***** SUPPLIED TEXT *****

Shulamith is the second studio album by American indie pop band Poliça, released on October 18, 2013 by Mom + Pop Music.

Background and development
The album title refers to the radical feminist Shulamith Firestone whose book The Dialectic of Sex was the main inspiration to singer and lyricist Channy Leaneagh after the recording of the album. Describing Firestone as "This woman to me is like my pop star. I want to try and be more like her," Leaneagh insisted that the name wasn't chosen "because I wanted to make a statement about feminism." At the same time, themes explored in the album dovetail with feminist concerns such as the conflict of desire and frustration that attend living up to cultural ideals as well as the pitfalls of materialism and perfectionism.

"Tiff" was released as the album's lead single on April 15, 2013. An expanded/deluxe edition of the album was released on 10 June 2014. The edition contained four new tracks by the band; include "Raw Exit", which the band demoed a little after the release of their debut, Give You the Ghost. The track was never officially released but the band played at concerts. These four tracks were also made available in the form of Raw Exit EP, Leaneagh stated in their blog: "'Raw Exit' still sounds like Poliça but goes to a different place topically than the rest of Shulamith—it's about wanting someone, which is rare in our songs." The EP was also released as a 10" vinyl record.

***** RAW RECORDS *****

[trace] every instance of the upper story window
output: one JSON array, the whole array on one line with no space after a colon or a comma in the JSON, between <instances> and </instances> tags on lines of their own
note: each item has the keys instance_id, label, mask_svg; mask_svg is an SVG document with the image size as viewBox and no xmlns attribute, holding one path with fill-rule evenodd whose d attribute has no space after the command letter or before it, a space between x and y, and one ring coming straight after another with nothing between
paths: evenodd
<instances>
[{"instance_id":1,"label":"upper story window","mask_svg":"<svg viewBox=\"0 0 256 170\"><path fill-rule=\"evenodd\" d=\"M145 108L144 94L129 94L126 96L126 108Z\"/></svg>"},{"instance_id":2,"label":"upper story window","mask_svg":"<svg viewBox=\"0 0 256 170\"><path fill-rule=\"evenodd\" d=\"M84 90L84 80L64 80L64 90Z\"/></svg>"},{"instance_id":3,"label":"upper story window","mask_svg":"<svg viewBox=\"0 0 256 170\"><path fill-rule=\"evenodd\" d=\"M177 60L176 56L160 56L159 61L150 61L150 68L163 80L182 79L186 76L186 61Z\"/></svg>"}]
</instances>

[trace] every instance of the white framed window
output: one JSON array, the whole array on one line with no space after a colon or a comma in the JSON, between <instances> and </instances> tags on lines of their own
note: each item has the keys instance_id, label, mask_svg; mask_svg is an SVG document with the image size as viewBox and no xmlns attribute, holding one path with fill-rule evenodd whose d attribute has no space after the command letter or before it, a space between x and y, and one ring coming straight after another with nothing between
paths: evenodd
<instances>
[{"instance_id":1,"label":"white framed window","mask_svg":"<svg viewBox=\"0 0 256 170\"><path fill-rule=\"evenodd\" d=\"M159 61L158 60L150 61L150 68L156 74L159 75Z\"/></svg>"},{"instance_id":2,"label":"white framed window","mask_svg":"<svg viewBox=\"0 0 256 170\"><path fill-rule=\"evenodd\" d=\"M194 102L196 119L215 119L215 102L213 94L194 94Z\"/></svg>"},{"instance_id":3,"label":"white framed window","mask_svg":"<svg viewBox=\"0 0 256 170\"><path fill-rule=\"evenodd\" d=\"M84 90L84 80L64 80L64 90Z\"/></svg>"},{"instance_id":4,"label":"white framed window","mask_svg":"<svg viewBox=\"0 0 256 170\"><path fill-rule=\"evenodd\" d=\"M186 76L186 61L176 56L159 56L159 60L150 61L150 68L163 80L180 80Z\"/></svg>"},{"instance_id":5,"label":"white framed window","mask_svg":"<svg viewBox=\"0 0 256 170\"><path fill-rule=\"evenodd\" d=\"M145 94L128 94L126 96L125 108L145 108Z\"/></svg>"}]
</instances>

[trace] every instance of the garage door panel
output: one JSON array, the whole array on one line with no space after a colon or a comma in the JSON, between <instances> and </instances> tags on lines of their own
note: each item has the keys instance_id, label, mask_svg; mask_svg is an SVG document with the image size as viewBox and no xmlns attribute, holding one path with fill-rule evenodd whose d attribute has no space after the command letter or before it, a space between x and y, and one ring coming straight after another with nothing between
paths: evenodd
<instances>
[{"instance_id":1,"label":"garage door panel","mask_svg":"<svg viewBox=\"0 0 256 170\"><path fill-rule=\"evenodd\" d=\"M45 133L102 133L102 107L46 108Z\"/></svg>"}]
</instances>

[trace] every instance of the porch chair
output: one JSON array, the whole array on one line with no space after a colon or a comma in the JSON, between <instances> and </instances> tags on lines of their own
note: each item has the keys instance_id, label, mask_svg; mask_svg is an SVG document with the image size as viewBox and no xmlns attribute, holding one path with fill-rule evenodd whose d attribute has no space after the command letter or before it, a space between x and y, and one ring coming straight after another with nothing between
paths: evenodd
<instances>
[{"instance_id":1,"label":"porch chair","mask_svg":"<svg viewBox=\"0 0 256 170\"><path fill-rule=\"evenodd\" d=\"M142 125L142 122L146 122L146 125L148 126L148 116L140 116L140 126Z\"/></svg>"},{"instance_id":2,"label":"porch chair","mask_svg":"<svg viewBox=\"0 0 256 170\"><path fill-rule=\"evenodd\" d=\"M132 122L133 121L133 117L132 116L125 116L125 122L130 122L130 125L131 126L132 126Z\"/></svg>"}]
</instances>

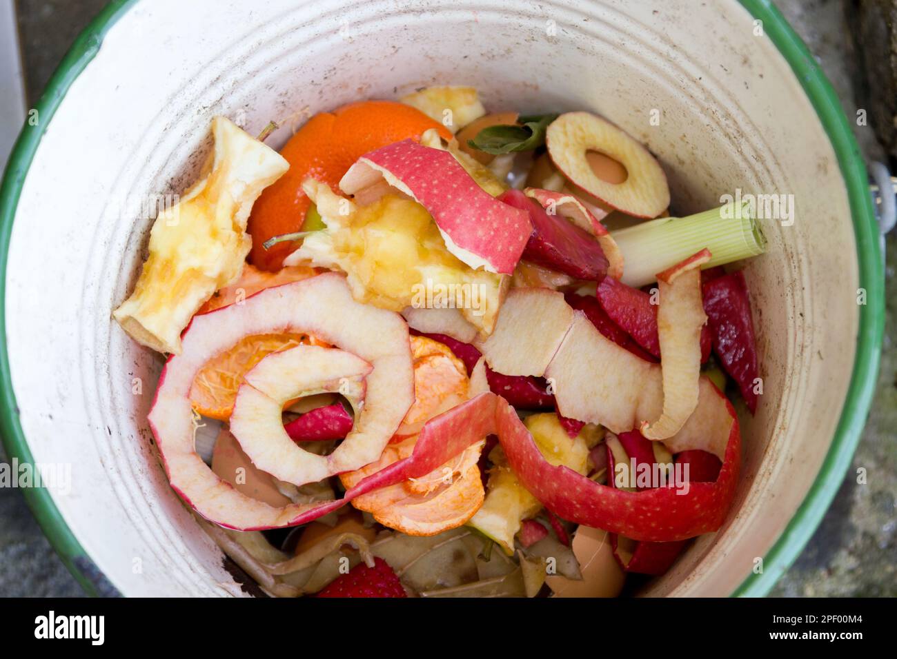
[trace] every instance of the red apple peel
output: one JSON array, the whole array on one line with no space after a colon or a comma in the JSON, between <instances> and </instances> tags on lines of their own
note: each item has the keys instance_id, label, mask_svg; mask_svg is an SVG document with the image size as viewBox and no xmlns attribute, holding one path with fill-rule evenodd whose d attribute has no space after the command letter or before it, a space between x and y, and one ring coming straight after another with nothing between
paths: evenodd
<instances>
[{"instance_id":1,"label":"red apple peel","mask_svg":"<svg viewBox=\"0 0 897 659\"><path fill-rule=\"evenodd\" d=\"M514 272L533 230L527 213L496 201L451 153L403 140L359 158L339 185L352 195L380 177L430 212L446 247L465 264Z\"/></svg>"},{"instance_id":2,"label":"red apple peel","mask_svg":"<svg viewBox=\"0 0 897 659\"><path fill-rule=\"evenodd\" d=\"M633 540L669 542L718 530L732 503L741 462L741 437L735 410L728 401L725 403L731 423L719 476L710 483L690 483L683 494L672 486L623 491L571 469L553 466L514 409L501 402L496 406L496 423L511 468L546 508L570 522Z\"/></svg>"}]
</instances>

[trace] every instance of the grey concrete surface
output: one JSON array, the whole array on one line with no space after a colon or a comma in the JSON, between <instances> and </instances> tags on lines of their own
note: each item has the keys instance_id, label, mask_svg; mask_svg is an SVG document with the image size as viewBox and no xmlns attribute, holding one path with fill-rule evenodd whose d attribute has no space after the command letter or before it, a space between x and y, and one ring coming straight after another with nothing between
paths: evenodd
<instances>
[{"instance_id":1,"label":"grey concrete surface","mask_svg":"<svg viewBox=\"0 0 897 659\"><path fill-rule=\"evenodd\" d=\"M851 0L780 0L779 8L831 77L849 117L854 45L844 22ZM19 0L26 85L31 100L43 90L78 32L103 0ZM882 158L872 126L857 126L864 152ZM897 239L888 241L887 277L894 280ZM888 291L888 321L875 403L853 469L803 555L773 591L782 596L897 594L897 294ZM0 449L0 461L5 456ZM856 470L867 470L858 484ZM0 595L81 594L40 533L17 490L0 490Z\"/></svg>"}]
</instances>

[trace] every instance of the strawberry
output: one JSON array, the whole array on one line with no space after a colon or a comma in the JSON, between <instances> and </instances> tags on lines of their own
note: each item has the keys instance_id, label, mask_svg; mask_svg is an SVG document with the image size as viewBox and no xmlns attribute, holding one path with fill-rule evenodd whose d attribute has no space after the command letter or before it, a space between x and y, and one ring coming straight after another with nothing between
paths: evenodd
<instances>
[{"instance_id":1,"label":"strawberry","mask_svg":"<svg viewBox=\"0 0 897 659\"><path fill-rule=\"evenodd\" d=\"M383 559L374 559L374 567L364 563L338 577L318 594L318 597L407 597L402 582Z\"/></svg>"}]
</instances>

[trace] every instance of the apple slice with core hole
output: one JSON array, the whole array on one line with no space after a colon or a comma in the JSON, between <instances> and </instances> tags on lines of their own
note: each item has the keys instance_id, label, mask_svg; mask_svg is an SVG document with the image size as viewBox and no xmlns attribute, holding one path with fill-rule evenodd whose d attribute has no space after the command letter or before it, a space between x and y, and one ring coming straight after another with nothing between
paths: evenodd
<instances>
[{"instance_id":1,"label":"apple slice with core hole","mask_svg":"<svg viewBox=\"0 0 897 659\"><path fill-rule=\"evenodd\" d=\"M658 337L664 408L656 421L642 421L641 434L648 439L666 439L675 435L698 405L701 334L707 324L701 292L701 265L710 260L710 250L702 249L658 274Z\"/></svg>"},{"instance_id":2,"label":"apple slice with core hole","mask_svg":"<svg viewBox=\"0 0 897 659\"><path fill-rule=\"evenodd\" d=\"M345 498L424 476L483 441L495 428L496 399L494 394L479 394L431 419L423 425L411 455L363 479L346 491Z\"/></svg>"},{"instance_id":3,"label":"apple slice with core hole","mask_svg":"<svg viewBox=\"0 0 897 659\"><path fill-rule=\"evenodd\" d=\"M524 194L542 204L549 215L560 213L595 236L609 264L607 275L614 279L623 276L623 252L600 221L607 213L602 212L600 216L592 213L581 199L568 193L527 187Z\"/></svg>"},{"instance_id":4,"label":"apple slice with core hole","mask_svg":"<svg viewBox=\"0 0 897 659\"><path fill-rule=\"evenodd\" d=\"M335 348L298 345L267 355L246 374L237 392L231 432L262 471L294 485L317 482L332 475L331 461L293 442L282 421L283 405L305 395L339 392L359 412L361 424L367 412L365 377L371 370L364 360ZM349 441L370 439L363 432L350 432L343 445Z\"/></svg>"},{"instance_id":5,"label":"apple slice with core hole","mask_svg":"<svg viewBox=\"0 0 897 659\"><path fill-rule=\"evenodd\" d=\"M343 439L352 431L352 415L343 403L316 407L286 423L283 429L294 442Z\"/></svg>"},{"instance_id":6,"label":"apple slice with core hole","mask_svg":"<svg viewBox=\"0 0 897 659\"><path fill-rule=\"evenodd\" d=\"M367 420L353 430L363 432L368 442L345 449L348 438L343 442L328 456L333 473L376 460L414 402L407 325L397 314L356 303L338 274L266 289L243 304L194 317L181 337L183 351L162 369L149 422L172 489L197 513L222 526L244 531L290 526L344 503L273 507L219 478L194 447L189 391L205 362L244 336L292 331L312 333L373 367L366 379Z\"/></svg>"},{"instance_id":7,"label":"apple slice with core hole","mask_svg":"<svg viewBox=\"0 0 897 659\"><path fill-rule=\"evenodd\" d=\"M484 192L445 151L404 140L362 156L345 173L347 195L383 178L432 215L446 248L471 268L510 274L533 228L527 213Z\"/></svg>"},{"instance_id":8,"label":"apple slice with core hole","mask_svg":"<svg viewBox=\"0 0 897 659\"><path fill-rule=\"evenodd\" d=\"M669 205L666 176L637 140L614 124L588 112L568 112L551 123L545 143L552 161L577 186L615 209L636 217L654 218ZM598 152L623 165L622 183L599 178L588 159Z\"/></svg>"}]
</instances>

*****

_REQUIREMENTS_.
[A] Answer these questions from the album text:
(i) On what date was the album released, and by which label?
(ii) Whose book was the main inspiration to Channy Leaneagh, and what is its title?
(iii) Which song was the album's lead single, and when was it released?
[B] Present the lines of the records as a Markdown table with the columns No. and Text, from the line holding "[trace] every instance of the strawberry" through the line holding "559L374 559L374 567L364", inclusive. Omit any blank lines and include no other lines.
The text and the records were taken from separate, unrelated sources.

_COMPLETE ANSWERS_.
[A]
(i) October 18, 2013, by Mom + Pop Music.
(ii) Shulamith Firestone's book, The Dialectic of Sex.
(iii) "Tiff", released on April 15, 2013.

[B]
| No. | Text |
|---|---|
| 1 | [trace] every instance of the strawberry |
| 2 | output: one JSON array, the whole array on one line with no space after a colon or a comma in the JSON, between <instances> and </instances> tags on lines of their own |
| 3 | note: each item has the keys instance_id, label, mask_svg; mask_svg is an SVG document with the image size as viewBox and no xmlns attribute, holding one path with fill-rule evenodd whose d attribute has no space after the command letter or before it, a space between x and y, and one ring coming straight after another with nothing between |
| 4 | paths: evenodd |
| 5 | <instances> |
| 6 | [{"instance_id":1,"label":"strawberry","mask_svg":"<svg viewBox=\"0 0 897 659\"><path fill-rule=\"evenodd\" d=\"M383 559L374 559L374 567L364 563L338 577L318 594L318 597L407 597L402 582Z\"/></svg>"}] |